Required work — All of the data should be restated word for word.
Information provided: Begin
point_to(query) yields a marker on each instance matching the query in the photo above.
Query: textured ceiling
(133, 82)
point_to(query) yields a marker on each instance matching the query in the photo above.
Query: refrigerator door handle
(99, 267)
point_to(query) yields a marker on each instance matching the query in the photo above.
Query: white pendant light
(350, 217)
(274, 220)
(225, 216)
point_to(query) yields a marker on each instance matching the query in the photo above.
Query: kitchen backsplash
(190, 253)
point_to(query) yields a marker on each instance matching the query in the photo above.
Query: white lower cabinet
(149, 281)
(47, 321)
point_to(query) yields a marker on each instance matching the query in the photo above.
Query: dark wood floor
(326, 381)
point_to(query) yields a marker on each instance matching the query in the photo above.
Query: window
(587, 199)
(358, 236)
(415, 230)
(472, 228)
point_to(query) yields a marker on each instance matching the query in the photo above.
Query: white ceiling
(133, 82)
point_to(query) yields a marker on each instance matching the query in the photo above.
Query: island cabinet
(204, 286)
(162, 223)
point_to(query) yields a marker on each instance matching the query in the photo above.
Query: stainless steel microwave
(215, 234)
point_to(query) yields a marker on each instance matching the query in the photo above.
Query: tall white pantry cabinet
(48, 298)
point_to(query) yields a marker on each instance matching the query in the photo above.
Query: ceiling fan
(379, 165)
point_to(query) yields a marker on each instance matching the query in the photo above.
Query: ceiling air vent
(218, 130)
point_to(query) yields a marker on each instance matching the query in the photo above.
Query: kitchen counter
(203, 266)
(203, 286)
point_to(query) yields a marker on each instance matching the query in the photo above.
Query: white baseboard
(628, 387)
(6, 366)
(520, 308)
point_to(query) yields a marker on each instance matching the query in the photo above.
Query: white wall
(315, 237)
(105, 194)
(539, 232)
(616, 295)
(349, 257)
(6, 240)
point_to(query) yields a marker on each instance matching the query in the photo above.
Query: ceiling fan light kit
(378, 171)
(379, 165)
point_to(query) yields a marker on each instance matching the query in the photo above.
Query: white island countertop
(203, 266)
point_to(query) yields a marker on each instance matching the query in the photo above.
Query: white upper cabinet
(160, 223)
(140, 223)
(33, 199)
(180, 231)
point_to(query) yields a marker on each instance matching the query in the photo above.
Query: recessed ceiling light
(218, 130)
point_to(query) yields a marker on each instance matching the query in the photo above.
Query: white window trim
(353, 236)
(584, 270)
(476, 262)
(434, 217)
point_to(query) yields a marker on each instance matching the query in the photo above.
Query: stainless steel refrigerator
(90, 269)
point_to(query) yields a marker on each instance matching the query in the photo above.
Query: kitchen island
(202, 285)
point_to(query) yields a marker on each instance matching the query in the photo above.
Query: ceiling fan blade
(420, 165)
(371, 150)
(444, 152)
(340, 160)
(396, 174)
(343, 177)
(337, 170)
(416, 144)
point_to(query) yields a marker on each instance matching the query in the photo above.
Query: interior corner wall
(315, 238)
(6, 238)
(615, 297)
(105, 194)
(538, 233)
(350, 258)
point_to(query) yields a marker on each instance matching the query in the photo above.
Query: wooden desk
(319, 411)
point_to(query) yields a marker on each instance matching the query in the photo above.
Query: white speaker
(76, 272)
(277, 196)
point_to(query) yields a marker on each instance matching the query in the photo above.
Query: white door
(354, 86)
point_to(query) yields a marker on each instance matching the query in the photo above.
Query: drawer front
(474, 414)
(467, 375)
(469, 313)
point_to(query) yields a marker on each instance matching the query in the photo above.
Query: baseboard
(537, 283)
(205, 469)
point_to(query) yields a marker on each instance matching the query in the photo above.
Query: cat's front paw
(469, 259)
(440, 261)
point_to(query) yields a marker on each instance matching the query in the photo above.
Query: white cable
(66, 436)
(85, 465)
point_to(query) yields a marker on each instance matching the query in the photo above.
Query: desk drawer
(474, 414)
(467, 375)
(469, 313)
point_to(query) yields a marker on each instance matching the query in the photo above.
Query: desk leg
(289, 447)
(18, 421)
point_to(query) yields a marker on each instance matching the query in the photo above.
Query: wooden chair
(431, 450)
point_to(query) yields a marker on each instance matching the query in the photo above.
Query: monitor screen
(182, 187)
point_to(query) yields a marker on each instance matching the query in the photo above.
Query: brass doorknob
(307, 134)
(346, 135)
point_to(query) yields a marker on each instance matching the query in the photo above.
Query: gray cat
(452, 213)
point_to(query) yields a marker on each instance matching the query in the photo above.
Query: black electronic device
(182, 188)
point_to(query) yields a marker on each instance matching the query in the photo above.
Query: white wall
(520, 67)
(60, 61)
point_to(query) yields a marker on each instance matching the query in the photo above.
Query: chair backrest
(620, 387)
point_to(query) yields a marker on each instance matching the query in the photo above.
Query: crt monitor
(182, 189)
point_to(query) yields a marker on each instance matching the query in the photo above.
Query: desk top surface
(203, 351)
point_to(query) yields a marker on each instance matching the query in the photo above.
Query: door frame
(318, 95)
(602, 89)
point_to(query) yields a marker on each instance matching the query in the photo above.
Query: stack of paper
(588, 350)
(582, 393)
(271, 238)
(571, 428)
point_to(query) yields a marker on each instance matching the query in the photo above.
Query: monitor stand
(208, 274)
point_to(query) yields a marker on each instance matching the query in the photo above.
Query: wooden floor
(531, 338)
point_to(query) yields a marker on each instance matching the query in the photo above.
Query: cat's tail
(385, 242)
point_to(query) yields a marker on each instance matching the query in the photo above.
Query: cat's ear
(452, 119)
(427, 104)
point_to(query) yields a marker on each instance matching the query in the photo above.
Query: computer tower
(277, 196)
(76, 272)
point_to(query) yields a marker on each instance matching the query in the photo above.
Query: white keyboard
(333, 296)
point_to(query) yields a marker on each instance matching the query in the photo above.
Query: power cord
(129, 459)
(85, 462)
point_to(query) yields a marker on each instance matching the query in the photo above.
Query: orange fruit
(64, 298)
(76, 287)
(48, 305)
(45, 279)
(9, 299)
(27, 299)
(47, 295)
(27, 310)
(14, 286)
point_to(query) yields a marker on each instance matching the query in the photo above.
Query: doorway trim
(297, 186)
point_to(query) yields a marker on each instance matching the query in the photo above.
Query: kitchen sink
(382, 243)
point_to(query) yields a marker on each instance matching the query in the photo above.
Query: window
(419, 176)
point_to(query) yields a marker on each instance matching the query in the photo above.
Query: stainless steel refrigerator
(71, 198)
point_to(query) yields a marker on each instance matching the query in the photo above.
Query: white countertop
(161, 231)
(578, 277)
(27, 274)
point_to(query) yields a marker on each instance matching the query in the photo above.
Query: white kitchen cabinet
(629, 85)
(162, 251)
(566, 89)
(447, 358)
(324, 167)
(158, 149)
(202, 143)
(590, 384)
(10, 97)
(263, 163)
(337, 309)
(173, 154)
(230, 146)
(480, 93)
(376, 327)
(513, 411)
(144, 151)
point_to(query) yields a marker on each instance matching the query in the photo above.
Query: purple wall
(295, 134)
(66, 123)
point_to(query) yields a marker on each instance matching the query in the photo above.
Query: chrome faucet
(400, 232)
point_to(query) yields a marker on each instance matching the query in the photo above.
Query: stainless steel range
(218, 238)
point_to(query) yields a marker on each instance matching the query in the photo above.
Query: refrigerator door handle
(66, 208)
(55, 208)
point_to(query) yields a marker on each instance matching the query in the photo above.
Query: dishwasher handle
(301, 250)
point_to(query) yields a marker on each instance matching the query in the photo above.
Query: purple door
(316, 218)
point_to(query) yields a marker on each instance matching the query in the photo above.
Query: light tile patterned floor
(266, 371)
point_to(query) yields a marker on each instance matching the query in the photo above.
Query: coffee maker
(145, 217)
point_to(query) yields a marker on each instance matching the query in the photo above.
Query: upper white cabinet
Information provided: End
Exercise answer —
point_to(query) yields a marker on each instance matching the query in the photo above.
Query: textured ceiling
(133, 82)
point_to(query) yields a marker on each instance matching the query in the photo above.
Query: refrigerator door handle
(99, 267)
point_to(query) yields a marker on each instance matching the query in the photo above.
Query: white pendant light
(350, 217)
(274, 220)
(225, 216)
point_to(query) yields a marker on each instance matching the query in the photo above.
Query: kitchen backsplash
(190, 253)
point_to(query) yields a marker on each instance matching the query in the photo above.
Query: white lower cabinet
(149, 281)
(47, 321)
point_to(query) yields a marker on each instance matching the query in the photo above.
Query: dark wood floor
(326, 381)
point_to(query) yields a marker on each instance matching the query in the photo above.
Query: window
(587, 199)
(358, 236)
(415, 230)
(472, 228)
point_to(query) yields a marker on each instance matching the query in the photo above.
Query: white ceiling
(133, 82)
point_to(query) yields a marker on each instance matching the query in the photo above.
Query: island cabinet
(204, 286)
(162, 223)
point_to(query) yields a marker on each instance matching the query in the photo above.
Query: stainless steel microwave
(215, 234)
point_to(query) yields a marker on each instance matching the query in the photo above.
Query: tall white pantry cabinet
(48, 298)
point_to(query) yields a marker on each instance matching the query in the photo above.
Query: ceiling fan
(379, 165)
point_to(query) yields a marker on each instance matching the query in the photo above.
Query: ceiling air vent
(218, 130)
point_to(query) yields a marker on each instance matching the query in the photo above.
Query: kitchen counter
(203, 266)
(203, 286)
point_to(query) yields a marker on each instance matching the query in the photo above.
Query: white baseboard
(628, 387)
(6, 366)
(520, 308)
point_to(query) yields a marker on each instance matching the query in the photo above.
Query: white wall
(315, 237)
(105, 194)
(539, 232)
(616, 295)
(349, 257)
(6, 240)
point_to(query) yields a marker on each instance matching the query in the photo above.
Query: ceiling fan light kit
(378, 171)
(379, 165)
point_to(query) yields a marker on each instance matching the query in the photo above.
Query: white island countertop
(203, 266)
point_to(query) yields a marker on each instance matching the query in the photo above.
Query: white upper cabinet
(160, 223)
(140, 223)
(33, 199)
(180, 231)
point_to(query) yields a marker on each instance matching the query in the photo above.
Query: recessed ceiling light
(218, 130)
point_to(query) yields a marker on each instance matching the query in the photo above.
Query: white window trim
(353, 236)
(584, 270)
(476, 262)
(434, 217)
point_to(query) yields a marker on each instance matching the query in the photo above.
Query: stainless steel refrigerator
(90, 269)
point_to(query) yields a marker on each instance matching the query in the photo above.
Query: kitchen island
(202, 285)
point_to(query) yields a marker on each instance matching the query in the photo above.
Query: ceiling fan blade
(420, 165)
(371, 150)
(444, 152)
(340, 160)
(396, 174)
(343, 177)
(337, 170)
(416, 144)
point_to(query) yields a marker on each instance matching the query in the photo above.
Query: interior corner wall
(315, 238)
(6, 238)
(615, 297)
(105, 194)
(538, 233)
(350, 258)
point_to(query) yields a marker on each instance matching the query in the photo above.
Query: wooden desk
(319, 411)
point_to(query) yields a marker on each instance matching the query in the photo above.
Query: white speaker
(76, 272)
(277, 196)
point_to(query) yields a marker on each instance matching the query in the photo above.
Query: white door
(354, 86)
point_to(query) yields a marker on each instance matching the query in the photo above.
Query: drawer front
(474, 414)
(467, 375)
(469, 313)
point_to(query) yields a marker on each instance matching the query in the photo above.
Query: baseboard
(537, 283)
(205, 469)
point_to(query) yields a marker on each instance matching the query in the photo above.
Query: cat's front paw
(469, 259)
(440, 261)
point_to(query) yields a marker on each instance matching the query in the photo above.
Query: white cable
(66, 436)
(85, 465)
point_to(query) yields a marker on each instance matching the query in the photo above.
Query: desk drawer
(474, 414)
(467, 375)
(469, 313)
point_to(query) yields a marker on each instance matching the query in the photo above.
Query: desk leg
(289, 447)
(18, 421)
point_to(query) yields a marker on each instance matching the query in the photo above.
Query: wooden chair
(431, 450)
point_to(query) yields a marker on each instance matching the query in the photo above.
Query: monitor screen
(182, 187)
point_to(query) yields a marker on each instance matching the query in the photo above.
Query: brass doorknob
(307, 134)
(346, 135)
point_to(query) yields a marker on each instance matching the query in the photo above.
Query: gray cat
(452, 213)
point_to(query) yields a marker on each instance matching the query in the photo above.
Query: black electronic device
(182, 188)
point_to(query) yields a marker on each instance matching the query in the photo above.
Query: white wall
(520, 67)
(60, 61)
point_to(query) yields a marker on each instance matching the query in the photo above.
Query: chair backrest
(620, 387)
point_to(query) yields a marker on each instance matching the query in the photo above.
Query: crt monitor
(182, 189)
point_to(query) yields a marker on each instance matching the query in the photo above.
Query: desk top surface
(203, 351)
point_to(query) yields a marker on each instance matching the query in the photo above.
Query: door frame
(318, 95)
(602, 89)
point_to(query) yields a marker on each instance matching the query in the photo above.
Query: stack of paper
(588, 350)
(582, 393)
(271, 238)
(571, 428)
point_to(query) yields a marker on each instance matching the query in the photo above.
Query: monitor stand
(208, 274)
point_to(query) yields a marker on each instance matching the query in the photo above.
Query: wooden floor
(531, 338)
point_to(query) yields a marker on each instance matching the query in the photo above.
Query: cat's tail
(385, 242)
point_to(query) yields a marker on each instance matching the query in the photo above.
Query: cat's ear
(452, 119)
(427, 104)
point_to(query) yields a marker on each instance matching the query in the photo above.
Query: computer tower
(277, 196)
(76, 272)
point_to(query) yields a marker on each instance matching the query in the photo above.
Query: white keyboard
(333, 296)
point_to(query) yields a marker on each instance matching the query in the photo above.
Query: power cord
(129, 459)
(85, 462)
point_to(query) yields a marker on each instance matching the query in the photo above.
Query: orange fruit
(64, 298)
(76, 287)
(48, 305)
(45, 279)
(9, 299)
(27, 299)
(47, 295)
(27, 310)
(14, 286)
point_to(query) yields a marker on each instance matching the query in the photo above.
Query: doorway trim
(297, 186)
point_to(query) yields a marker on each instance matching the query in the photo above.
Query: kitchen sink
(382, 243)
point_to(query) yields a marker on each instance matching the query in the photo above.
Query: window
(419, 176)
point_to(query) yields a marker on each instance matching the query in the photo above.
Query: stainless steel refrigerator
(71, 198)
point_to(query) yields a marker on each instance matching the query in the photo above.
Query: white countertop
(161, 231)
(578, 277)
(27, 274)
point_to(query) yields a marker on each instance matching the query in the photo above.
Query: white kitchen cabinet
(629, 85)
(162, 251)
(566, 89)
(447, 358)
(324, 167)
(158, 149)
(202, 143)
(590, 384)
(10, 97)
(263, 163)
(337, 309)
(173, 154)
(230, 146)
(480, 93)
(376, 327)
(513, 411)
(144, 151)
point_to(query) yields a marker on each instance matching the query in the photo above.
Query: purple wall
(295, 134)
(66, 123)
point_to(query) yields a marker on each instance matching the query in the photo above.
Query: chrome faucet
(400, 232)
point_to(query) yields a marker on each instance matching the query in the photo above.
Query: stainless steel range
(218, 238)
point_to(query) yields a marker on each instance matching the query in the photo above.
Query: refrigerator door handle
(66, 208)
(55, 208)
point_to(query) yields a marker on each instance matching the query in the photo above.
Query: dishwasher handle
(301, 250)
point_to(query) yields a marker on each instance matching the query in the photo above.
Query: purple door
(316, 218)
point_to(query) yields a marker on each instance matching the query in the photo above.
Query: light tile patterned floor
(266, 371)
point_to(query) yields a marker on each instance matching the query in the photo above.
Query: coffee maker
(145, 217)
point_to(query) yields a marker on each instance matching the query in the photo above.
Query: upper white cabinet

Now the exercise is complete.